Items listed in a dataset
☆ ☆ ☆ ☆

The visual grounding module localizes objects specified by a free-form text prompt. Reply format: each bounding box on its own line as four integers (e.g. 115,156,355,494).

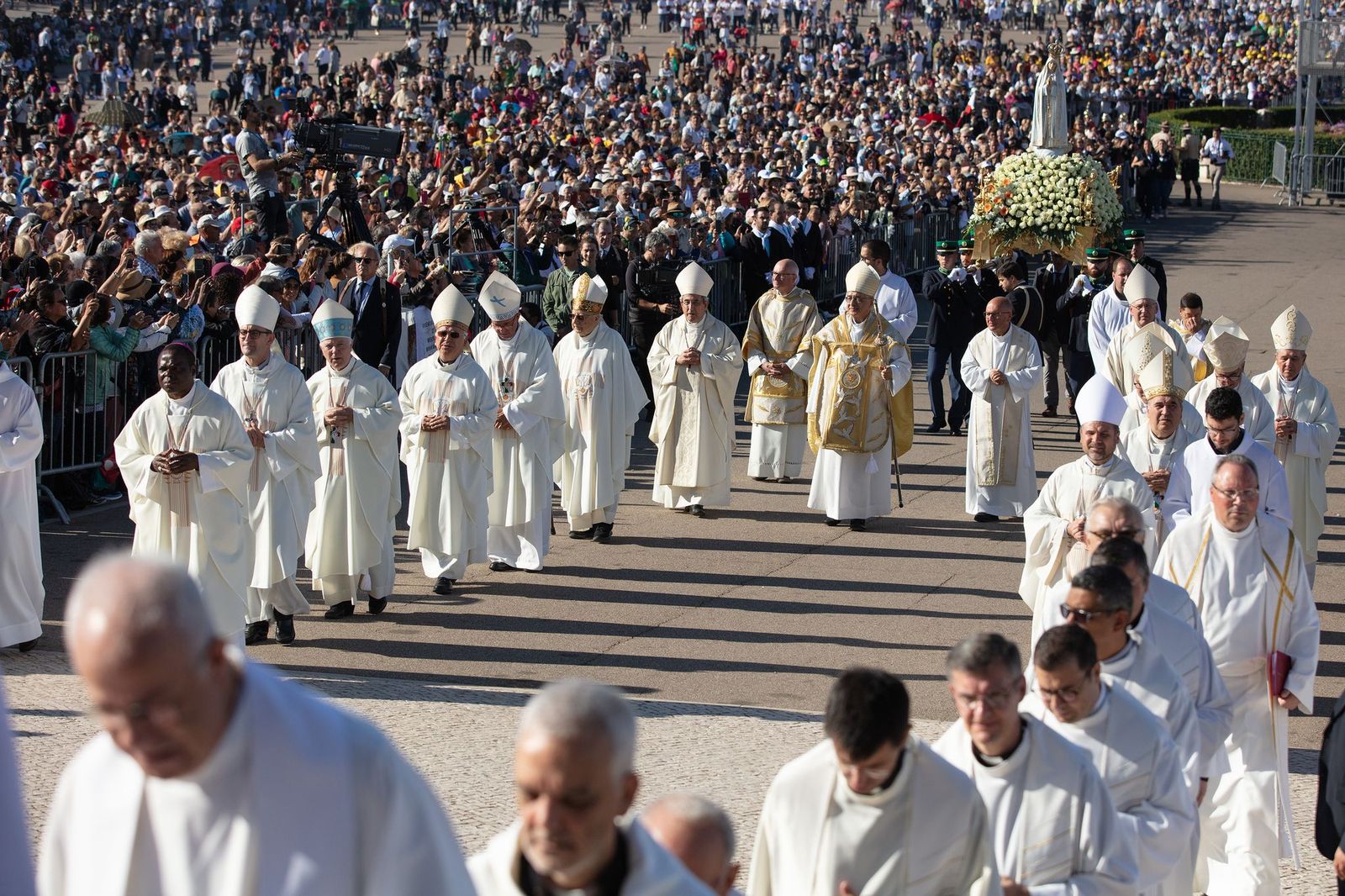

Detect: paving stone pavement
4,651,1336,894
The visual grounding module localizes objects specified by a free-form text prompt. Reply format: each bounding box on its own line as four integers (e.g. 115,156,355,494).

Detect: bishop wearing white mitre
401,282,513,594
304,302,402,619
210,287,319,645
116,342,256,639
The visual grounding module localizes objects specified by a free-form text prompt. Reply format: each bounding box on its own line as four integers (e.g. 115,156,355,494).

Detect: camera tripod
308,159,374,251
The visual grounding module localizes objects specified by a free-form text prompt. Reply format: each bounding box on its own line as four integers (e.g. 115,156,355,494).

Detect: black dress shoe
323,600,355,619
271,609,294,645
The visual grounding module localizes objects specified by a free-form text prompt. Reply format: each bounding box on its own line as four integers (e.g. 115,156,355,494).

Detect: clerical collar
1205,430,1247,455
518,827,630,896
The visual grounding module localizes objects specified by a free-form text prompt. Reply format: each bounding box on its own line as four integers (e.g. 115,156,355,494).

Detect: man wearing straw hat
401,282,500,594
210,287,319,645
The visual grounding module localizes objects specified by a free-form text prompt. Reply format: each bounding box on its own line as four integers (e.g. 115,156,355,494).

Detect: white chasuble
554,322,648,530
745,735,1000,896
0,362,45,647
1253,367,1340,565
116,379,256,638
962,324,1042,517
648,315,742,509
1018,453,1154,608
1158,507,1321,894
401,354,499,580
210,354,320,599
472,318,565,569
305,356,402,586
933,716,1138,896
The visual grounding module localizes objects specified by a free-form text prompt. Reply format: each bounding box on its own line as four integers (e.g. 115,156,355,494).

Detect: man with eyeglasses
210,285,320,645
40,554,472,896
1162,386,1294,526
401,282,503,594
1186,318,1275,451
1024,625,1197,896
1253,305,1340,581
742,258,822,483
746,666,1000,896
336,242,405,389
962,296,1042,524
1155,453,1321,896
933,634,1138,896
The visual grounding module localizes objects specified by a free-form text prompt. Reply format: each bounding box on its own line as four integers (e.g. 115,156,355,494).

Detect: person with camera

☆ ☆ ☆ ☆

## [WHAT IS EXPECTED]
Rewrite the lines above as a JSON list of strings, one string per line with blank lines left out, starting with the first line and going on through the line that contains "4,651,1336,894". Leave the pictures out of the answer.

## [RESPONSE TO THE EXERCISE]
[
  "The visual grounding module localizes objects specified by a free-form text prompt. Reply format: each bounding box on its own line as four integers (e.g. 115,156,355,494).",
  "Detect: paving stone pavement",
  "4,651,1336,894"
]